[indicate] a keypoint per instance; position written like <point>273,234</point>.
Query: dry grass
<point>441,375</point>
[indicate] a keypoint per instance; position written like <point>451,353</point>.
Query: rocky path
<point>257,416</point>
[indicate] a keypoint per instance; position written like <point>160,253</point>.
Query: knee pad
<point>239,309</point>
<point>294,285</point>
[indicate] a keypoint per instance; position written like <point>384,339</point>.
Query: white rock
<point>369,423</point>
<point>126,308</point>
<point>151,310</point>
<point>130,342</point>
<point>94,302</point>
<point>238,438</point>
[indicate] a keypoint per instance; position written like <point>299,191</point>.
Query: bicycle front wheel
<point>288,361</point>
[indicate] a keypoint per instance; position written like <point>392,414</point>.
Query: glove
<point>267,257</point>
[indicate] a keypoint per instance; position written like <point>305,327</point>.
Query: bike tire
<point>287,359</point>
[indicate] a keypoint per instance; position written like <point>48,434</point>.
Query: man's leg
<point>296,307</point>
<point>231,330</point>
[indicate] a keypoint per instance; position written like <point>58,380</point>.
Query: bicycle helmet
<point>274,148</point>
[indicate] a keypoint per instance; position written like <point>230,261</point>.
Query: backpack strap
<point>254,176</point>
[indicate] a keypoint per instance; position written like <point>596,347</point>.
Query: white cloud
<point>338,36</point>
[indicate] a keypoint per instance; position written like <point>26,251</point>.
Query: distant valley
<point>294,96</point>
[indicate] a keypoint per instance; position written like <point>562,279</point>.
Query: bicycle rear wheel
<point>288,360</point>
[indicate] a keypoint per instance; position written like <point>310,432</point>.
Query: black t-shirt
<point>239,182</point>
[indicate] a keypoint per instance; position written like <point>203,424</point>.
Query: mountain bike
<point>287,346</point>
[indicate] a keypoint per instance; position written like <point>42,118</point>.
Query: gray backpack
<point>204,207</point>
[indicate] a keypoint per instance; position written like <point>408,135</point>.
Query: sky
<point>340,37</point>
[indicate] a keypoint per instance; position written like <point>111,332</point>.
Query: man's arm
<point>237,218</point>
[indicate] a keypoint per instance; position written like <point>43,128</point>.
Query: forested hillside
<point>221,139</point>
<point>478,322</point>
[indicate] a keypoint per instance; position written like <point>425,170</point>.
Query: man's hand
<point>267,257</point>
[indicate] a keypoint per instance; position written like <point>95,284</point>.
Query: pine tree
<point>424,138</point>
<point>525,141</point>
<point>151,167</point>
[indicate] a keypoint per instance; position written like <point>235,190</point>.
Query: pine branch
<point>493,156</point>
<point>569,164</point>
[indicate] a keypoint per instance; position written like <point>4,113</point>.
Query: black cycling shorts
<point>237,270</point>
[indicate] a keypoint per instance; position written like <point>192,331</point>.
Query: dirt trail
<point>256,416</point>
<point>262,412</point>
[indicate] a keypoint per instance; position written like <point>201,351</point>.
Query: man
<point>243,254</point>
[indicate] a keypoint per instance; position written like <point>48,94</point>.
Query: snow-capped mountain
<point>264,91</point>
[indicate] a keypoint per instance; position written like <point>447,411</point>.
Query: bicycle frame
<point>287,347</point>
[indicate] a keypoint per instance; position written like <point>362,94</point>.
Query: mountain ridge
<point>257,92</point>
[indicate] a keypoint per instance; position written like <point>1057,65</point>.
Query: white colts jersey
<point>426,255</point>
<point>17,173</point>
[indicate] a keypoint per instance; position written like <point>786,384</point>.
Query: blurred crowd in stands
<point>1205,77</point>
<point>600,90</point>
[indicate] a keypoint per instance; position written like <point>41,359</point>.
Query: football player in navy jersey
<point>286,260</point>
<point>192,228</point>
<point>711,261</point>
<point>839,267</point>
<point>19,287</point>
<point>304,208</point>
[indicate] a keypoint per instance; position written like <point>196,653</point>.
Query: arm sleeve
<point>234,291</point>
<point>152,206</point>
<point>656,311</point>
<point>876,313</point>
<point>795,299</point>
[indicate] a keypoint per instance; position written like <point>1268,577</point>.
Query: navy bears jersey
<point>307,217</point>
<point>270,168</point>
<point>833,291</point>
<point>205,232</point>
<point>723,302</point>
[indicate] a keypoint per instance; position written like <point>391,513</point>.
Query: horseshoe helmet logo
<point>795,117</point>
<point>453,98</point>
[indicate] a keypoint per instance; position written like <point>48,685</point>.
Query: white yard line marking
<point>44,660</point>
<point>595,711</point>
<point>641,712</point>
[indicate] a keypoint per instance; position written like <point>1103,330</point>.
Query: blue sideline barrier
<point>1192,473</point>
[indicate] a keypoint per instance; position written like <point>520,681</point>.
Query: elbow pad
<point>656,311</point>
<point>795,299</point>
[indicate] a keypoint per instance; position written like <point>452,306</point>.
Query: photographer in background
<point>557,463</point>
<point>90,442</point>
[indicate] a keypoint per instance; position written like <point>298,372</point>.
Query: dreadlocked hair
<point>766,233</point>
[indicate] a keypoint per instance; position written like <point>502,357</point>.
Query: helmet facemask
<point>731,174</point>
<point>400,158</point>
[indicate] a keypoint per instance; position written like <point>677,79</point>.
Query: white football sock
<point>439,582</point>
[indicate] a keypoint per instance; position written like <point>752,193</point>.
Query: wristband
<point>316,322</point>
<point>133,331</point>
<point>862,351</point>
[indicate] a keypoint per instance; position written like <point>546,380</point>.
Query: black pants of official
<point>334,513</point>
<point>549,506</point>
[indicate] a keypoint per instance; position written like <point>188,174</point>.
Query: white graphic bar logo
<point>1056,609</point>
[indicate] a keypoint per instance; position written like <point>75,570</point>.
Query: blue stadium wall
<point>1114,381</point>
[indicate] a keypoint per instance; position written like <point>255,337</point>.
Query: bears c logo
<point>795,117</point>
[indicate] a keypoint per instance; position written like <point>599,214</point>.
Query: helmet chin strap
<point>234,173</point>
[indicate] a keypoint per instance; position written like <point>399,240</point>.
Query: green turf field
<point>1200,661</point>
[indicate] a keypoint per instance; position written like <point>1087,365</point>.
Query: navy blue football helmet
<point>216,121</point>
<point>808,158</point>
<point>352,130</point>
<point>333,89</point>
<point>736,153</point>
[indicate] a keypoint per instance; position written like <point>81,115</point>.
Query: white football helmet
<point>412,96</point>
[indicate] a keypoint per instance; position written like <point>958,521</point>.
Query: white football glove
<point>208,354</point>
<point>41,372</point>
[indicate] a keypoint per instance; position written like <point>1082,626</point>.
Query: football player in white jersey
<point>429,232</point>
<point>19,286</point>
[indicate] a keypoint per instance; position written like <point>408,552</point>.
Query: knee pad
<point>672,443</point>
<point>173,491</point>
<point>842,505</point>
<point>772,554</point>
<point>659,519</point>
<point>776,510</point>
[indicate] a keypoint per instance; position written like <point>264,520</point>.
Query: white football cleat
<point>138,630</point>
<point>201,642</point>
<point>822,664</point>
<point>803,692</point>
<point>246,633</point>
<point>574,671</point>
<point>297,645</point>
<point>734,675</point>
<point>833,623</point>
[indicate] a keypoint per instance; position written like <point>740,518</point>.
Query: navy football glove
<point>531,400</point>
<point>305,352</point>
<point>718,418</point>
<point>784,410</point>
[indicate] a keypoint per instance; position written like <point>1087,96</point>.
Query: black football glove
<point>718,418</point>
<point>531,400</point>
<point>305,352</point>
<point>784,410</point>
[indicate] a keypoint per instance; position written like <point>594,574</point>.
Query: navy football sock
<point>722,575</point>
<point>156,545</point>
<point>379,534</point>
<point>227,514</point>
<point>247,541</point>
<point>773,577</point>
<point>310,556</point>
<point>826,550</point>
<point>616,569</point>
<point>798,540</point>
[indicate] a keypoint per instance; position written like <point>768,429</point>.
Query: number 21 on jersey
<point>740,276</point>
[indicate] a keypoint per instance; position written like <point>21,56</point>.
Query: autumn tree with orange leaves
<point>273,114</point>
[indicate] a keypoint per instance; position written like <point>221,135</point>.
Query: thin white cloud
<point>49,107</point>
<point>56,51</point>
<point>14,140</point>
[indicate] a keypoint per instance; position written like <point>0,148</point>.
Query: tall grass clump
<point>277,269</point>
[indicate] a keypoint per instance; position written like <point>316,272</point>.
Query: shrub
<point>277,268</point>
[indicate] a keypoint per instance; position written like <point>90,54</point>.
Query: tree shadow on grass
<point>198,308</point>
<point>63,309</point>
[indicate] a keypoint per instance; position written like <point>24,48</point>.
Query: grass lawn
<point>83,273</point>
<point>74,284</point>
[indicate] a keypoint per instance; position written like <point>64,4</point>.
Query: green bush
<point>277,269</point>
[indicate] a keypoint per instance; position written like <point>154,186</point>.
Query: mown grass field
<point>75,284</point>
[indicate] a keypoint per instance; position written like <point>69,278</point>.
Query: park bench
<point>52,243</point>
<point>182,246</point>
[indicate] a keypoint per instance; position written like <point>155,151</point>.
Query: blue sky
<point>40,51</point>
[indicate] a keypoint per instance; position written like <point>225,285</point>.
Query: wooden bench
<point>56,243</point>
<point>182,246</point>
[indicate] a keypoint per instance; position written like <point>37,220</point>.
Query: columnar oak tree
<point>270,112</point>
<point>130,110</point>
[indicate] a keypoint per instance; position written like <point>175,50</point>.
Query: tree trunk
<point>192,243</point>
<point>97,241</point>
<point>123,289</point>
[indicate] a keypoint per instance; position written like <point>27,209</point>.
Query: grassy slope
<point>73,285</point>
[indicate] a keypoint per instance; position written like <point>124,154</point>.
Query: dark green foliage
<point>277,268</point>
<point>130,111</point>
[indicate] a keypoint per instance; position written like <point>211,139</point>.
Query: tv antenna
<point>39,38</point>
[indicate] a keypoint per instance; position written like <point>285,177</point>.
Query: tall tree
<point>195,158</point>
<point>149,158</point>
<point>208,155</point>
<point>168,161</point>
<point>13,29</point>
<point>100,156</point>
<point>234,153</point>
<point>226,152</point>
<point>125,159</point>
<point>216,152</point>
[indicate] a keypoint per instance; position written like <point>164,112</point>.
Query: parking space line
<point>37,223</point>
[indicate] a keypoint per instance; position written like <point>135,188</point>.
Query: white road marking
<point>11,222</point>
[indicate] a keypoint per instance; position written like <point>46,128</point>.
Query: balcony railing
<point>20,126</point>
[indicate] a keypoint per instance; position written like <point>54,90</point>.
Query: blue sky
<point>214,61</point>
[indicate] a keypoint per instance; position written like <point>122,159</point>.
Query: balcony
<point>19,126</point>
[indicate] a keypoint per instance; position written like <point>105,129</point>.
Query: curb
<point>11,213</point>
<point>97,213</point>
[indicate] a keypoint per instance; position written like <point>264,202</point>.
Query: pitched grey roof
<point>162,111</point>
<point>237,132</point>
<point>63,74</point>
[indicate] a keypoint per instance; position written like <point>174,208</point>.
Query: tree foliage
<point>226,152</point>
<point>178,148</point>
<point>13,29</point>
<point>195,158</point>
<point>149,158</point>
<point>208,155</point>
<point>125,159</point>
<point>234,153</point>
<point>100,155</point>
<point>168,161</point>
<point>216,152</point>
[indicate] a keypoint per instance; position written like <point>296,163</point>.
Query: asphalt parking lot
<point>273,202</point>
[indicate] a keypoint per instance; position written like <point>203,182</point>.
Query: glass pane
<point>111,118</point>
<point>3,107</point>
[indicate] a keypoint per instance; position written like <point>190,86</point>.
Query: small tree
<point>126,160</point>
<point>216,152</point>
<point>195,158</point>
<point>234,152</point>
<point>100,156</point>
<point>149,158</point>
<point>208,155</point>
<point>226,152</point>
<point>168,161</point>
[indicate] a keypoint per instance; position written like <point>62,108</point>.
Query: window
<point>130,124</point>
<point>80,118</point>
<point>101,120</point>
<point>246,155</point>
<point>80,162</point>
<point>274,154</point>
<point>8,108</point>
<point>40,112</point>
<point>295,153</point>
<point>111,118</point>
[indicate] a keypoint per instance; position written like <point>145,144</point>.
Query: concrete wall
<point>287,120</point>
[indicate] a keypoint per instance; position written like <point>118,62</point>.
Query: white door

○ ○ ○ ○ ○ ○ ○

#### WHAT YOU HAVE TO DO
All lines from the beginning of the listing through the one with "written like <point>384,339</point>." are to be restated word for word, and only those.

#### EXERCISE RESULT
[indicate] a keypoint per instance; position written like <point>273,234</point>.
Query: dry grass
<point>441,375</point>
[indicate] a keypoint per instance; position written like <point>451,353</point>.
Query: rocky path
<point>257,416</point>
[indicate] a keypoint per instance; position written like <point>160,253</point>.
Query: knee pad
<point>239,309</point>
<point>294,285</point>
[indicate] a keypoint per instance; position written like <point>384,339</point>.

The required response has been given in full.